▶ _GOAL_:
Identify each line in the material below that contains the string "stainless", treating case as significant, and copy every such line.

— Start MATERIAL FOR THIS TASK —

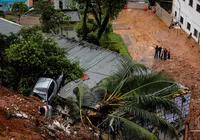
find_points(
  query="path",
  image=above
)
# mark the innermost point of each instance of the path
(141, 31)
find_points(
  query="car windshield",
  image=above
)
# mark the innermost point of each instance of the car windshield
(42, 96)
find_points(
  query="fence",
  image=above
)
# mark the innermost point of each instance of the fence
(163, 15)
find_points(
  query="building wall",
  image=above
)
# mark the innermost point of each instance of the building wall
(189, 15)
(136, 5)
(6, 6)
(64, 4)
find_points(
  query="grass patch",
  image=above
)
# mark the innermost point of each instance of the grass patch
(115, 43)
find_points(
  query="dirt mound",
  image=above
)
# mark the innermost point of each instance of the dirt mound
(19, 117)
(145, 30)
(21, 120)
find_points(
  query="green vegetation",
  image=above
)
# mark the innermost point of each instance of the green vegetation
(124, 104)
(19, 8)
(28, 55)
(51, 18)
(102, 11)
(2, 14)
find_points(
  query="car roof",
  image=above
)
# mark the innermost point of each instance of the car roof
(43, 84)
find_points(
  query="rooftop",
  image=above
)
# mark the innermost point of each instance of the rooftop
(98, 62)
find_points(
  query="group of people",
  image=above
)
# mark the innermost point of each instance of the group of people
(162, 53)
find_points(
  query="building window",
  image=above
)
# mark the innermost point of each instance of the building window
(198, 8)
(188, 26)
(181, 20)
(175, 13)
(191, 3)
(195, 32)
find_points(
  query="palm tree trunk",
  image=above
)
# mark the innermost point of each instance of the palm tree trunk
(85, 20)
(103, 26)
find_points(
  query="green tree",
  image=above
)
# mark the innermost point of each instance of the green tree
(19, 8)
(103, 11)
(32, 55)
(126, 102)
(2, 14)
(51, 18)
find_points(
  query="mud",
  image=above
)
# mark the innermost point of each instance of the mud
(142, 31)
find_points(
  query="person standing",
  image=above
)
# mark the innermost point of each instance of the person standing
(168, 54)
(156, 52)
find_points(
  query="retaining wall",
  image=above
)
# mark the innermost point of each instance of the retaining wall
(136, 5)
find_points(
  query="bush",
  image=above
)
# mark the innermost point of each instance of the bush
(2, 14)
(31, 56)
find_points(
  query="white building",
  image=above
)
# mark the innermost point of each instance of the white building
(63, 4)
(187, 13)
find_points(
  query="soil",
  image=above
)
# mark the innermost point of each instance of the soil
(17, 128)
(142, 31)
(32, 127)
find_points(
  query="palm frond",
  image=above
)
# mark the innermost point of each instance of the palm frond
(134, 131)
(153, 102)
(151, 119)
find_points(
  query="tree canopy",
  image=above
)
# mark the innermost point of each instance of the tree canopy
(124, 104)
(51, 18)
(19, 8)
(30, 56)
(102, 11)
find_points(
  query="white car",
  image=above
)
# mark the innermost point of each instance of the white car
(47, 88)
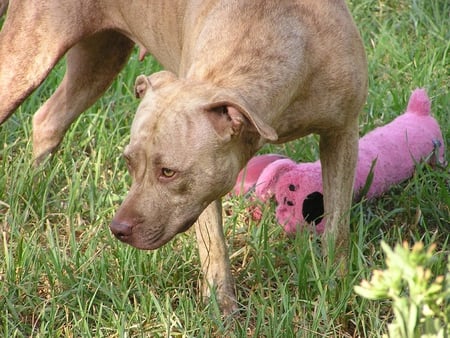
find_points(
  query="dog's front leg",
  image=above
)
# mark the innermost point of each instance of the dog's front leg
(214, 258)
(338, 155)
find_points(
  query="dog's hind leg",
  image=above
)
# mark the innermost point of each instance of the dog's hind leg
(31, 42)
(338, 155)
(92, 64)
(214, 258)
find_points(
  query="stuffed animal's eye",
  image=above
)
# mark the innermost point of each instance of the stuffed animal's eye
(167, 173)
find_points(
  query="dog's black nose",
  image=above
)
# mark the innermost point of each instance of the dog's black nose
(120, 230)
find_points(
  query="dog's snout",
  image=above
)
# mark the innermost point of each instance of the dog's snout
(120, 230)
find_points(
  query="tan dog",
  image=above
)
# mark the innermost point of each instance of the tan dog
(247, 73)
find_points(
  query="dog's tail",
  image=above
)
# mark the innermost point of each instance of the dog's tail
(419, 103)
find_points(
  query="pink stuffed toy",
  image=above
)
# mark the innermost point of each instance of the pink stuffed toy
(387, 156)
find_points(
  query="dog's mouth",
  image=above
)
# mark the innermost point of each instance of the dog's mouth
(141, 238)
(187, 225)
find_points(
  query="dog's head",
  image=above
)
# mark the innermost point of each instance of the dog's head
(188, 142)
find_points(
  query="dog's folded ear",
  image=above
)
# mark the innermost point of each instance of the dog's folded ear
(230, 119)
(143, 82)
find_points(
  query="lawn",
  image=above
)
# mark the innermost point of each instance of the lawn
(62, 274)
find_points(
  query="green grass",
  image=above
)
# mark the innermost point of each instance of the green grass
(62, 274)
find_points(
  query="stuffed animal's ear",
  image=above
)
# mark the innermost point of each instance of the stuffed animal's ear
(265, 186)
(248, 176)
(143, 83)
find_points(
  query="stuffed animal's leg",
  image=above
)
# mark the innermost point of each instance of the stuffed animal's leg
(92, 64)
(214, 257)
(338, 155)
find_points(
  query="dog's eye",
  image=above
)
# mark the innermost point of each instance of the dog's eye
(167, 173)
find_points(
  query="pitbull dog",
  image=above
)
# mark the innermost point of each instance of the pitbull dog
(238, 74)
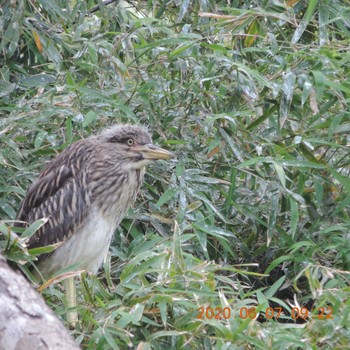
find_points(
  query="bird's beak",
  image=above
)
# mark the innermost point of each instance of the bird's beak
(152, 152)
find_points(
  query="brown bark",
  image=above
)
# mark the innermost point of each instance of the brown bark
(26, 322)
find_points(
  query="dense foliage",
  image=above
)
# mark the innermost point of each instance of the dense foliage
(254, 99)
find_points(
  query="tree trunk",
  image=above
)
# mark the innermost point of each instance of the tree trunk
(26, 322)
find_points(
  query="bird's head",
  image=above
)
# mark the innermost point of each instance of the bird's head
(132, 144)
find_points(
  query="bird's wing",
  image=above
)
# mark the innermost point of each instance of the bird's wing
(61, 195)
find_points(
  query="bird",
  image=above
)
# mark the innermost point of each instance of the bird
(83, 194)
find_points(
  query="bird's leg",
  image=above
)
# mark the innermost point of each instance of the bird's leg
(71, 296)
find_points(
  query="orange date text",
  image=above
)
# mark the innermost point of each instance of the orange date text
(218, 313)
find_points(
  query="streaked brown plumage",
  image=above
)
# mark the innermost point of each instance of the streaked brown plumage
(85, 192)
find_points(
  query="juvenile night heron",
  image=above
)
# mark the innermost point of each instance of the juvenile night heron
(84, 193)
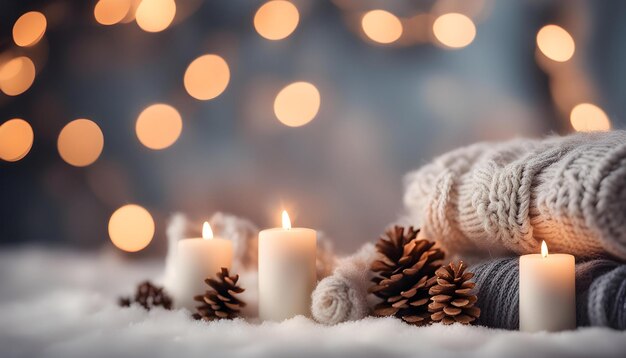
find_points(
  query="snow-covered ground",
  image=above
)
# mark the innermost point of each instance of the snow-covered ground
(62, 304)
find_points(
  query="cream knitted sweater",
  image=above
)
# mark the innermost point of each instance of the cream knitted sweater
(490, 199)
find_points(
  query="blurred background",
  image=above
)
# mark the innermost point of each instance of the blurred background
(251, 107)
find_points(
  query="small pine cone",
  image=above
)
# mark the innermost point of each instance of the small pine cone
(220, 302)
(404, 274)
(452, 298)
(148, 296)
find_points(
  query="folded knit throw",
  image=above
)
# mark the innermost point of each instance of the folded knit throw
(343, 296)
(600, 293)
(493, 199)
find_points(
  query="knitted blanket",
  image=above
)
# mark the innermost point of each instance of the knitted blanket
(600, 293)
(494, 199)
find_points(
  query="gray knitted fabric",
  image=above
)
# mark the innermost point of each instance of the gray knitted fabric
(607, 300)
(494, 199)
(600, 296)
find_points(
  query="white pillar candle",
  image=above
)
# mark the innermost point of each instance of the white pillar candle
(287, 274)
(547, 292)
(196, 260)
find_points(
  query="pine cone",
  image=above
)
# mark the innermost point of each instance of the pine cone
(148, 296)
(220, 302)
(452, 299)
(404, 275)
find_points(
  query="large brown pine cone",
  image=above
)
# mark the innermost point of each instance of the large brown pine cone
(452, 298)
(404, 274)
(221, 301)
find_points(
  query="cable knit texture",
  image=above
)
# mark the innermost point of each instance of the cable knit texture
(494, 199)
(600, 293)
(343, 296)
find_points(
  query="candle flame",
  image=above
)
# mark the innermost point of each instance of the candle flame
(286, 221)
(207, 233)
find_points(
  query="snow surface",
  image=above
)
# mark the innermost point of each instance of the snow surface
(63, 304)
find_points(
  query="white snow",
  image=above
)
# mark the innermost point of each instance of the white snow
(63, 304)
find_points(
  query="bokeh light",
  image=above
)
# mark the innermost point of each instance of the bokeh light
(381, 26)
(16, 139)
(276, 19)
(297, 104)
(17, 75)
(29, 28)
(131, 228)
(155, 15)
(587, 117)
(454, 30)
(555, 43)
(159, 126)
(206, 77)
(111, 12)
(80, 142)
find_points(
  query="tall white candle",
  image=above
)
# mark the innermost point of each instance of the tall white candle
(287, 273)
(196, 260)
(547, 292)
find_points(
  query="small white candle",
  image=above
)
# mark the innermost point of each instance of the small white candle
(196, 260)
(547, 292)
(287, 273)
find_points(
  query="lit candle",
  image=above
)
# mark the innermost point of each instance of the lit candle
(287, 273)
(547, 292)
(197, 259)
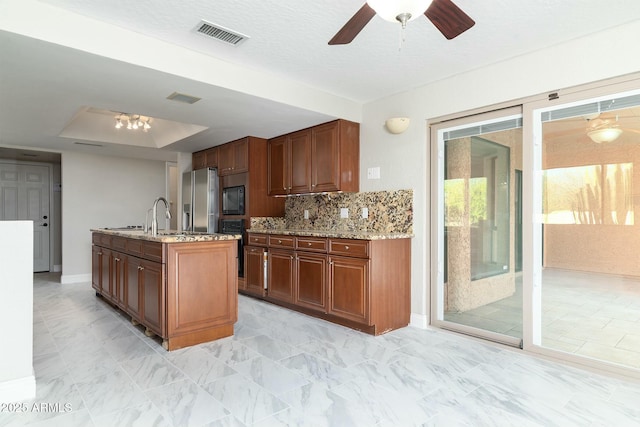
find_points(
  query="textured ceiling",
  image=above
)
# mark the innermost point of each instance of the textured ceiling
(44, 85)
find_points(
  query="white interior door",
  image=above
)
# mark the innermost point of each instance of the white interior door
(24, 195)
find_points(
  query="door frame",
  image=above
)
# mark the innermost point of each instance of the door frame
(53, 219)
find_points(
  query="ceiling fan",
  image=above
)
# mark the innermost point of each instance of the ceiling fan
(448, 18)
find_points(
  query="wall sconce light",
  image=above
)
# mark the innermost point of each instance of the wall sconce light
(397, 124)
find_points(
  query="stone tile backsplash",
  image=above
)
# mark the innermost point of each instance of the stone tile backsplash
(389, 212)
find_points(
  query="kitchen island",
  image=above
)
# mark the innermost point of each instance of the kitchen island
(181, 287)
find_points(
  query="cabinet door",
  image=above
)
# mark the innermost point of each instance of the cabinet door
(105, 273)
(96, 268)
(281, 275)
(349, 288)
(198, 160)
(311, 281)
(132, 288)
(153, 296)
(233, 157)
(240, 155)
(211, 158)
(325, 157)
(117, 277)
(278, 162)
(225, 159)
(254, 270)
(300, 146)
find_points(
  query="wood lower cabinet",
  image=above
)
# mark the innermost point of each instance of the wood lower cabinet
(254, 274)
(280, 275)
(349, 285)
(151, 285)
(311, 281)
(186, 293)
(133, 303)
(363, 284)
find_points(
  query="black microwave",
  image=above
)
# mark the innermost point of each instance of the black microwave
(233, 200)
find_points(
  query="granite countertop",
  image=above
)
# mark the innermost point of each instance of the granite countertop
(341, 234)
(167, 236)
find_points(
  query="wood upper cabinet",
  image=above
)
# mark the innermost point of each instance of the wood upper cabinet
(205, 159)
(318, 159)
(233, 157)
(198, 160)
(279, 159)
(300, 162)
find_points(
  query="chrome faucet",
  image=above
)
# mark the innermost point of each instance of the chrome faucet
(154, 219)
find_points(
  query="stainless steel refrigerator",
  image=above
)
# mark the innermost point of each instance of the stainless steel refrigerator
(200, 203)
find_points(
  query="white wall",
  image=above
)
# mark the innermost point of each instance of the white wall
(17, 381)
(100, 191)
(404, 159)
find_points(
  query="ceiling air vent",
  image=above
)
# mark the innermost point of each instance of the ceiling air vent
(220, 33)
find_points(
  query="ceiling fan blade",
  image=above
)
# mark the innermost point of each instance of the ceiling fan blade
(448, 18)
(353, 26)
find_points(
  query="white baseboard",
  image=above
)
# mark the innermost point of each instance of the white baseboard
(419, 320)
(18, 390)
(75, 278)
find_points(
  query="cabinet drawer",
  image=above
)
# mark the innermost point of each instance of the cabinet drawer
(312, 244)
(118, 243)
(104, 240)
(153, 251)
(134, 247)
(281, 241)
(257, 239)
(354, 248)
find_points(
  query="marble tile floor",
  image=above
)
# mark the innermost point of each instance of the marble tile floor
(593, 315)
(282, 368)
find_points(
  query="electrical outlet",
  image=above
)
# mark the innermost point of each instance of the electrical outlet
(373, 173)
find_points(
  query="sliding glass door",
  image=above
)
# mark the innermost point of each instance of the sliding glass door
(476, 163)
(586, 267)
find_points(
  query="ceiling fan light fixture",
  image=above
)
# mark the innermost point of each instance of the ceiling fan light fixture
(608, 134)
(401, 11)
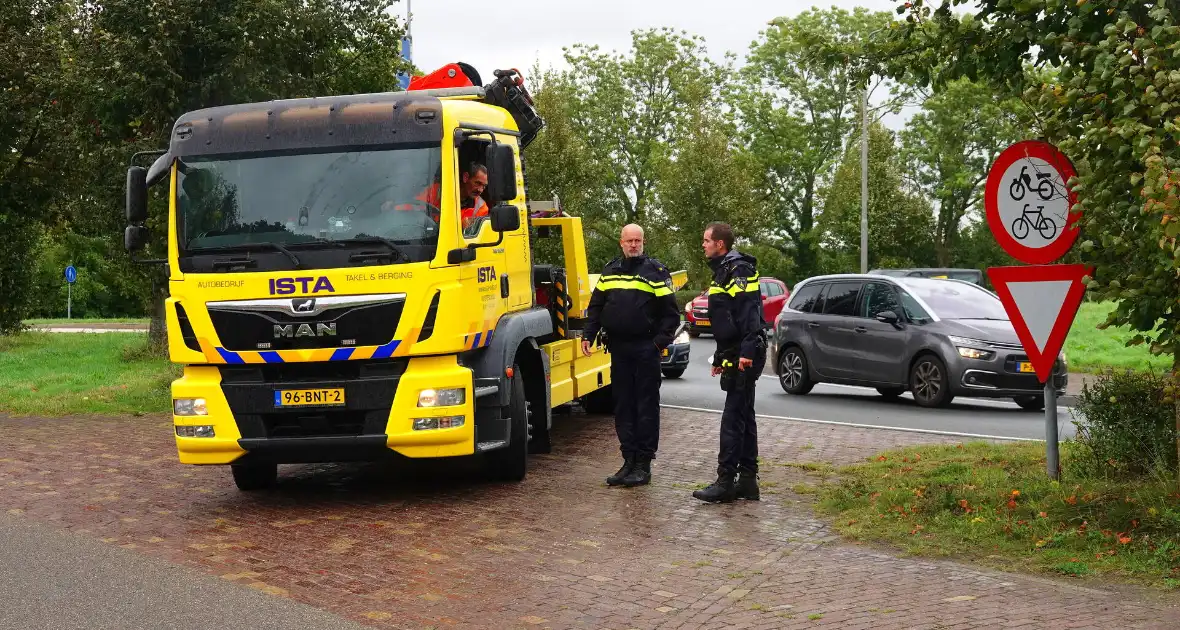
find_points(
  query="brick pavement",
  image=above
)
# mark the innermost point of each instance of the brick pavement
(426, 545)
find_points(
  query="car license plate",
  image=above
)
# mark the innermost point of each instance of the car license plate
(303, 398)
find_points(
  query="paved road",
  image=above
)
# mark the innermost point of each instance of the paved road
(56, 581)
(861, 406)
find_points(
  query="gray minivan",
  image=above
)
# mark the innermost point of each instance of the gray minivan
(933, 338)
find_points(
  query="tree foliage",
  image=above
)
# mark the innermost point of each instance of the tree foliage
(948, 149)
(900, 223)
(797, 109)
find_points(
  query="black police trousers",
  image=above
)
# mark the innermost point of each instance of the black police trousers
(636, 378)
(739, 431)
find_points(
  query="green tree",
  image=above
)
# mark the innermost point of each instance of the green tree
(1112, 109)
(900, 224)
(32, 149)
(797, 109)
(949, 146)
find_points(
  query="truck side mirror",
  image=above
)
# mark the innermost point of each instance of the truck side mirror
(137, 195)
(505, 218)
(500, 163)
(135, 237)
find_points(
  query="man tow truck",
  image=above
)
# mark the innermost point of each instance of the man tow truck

— End MATERIAL FOR THIS TASK —

▶ _SOLUTION TO THIS EXERCISE_:
  query="stainless steel refrigerator",
# mark the innermost point of each instance of the stainless steel refrigerator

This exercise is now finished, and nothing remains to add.